• [The records]
******************************

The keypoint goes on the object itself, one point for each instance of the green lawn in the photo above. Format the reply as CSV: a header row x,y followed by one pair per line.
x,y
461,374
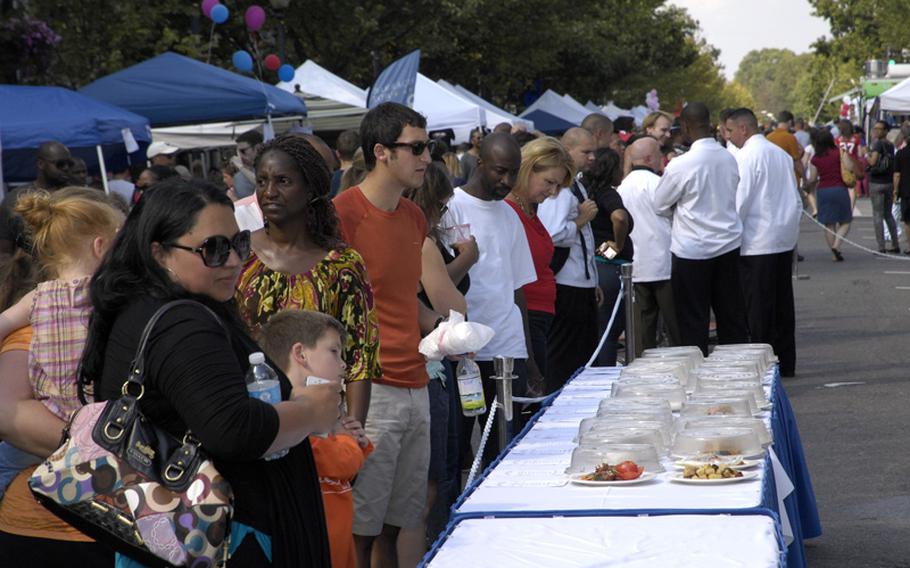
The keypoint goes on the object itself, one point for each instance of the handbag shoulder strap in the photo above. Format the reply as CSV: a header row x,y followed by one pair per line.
x,y
137,368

******************************

• [The request] Rewrite all of the rows above, substituting "image" for every "photo" and changing nothing else. Omit the pictures from your answer.

• [Reply to the exercise]
The keypoint goes on the object itself, one point for each instance of the green lawn in the image above. Format the reply as CSV: a header row x,y followed by one pair per line.
x,y
461,374
The keypoint goes on the object itself, one point for each instance of the handbag shoulder strap in the image above. Format the reply as CSV: a header row x,y followed by one pair per line.
x,y
137,368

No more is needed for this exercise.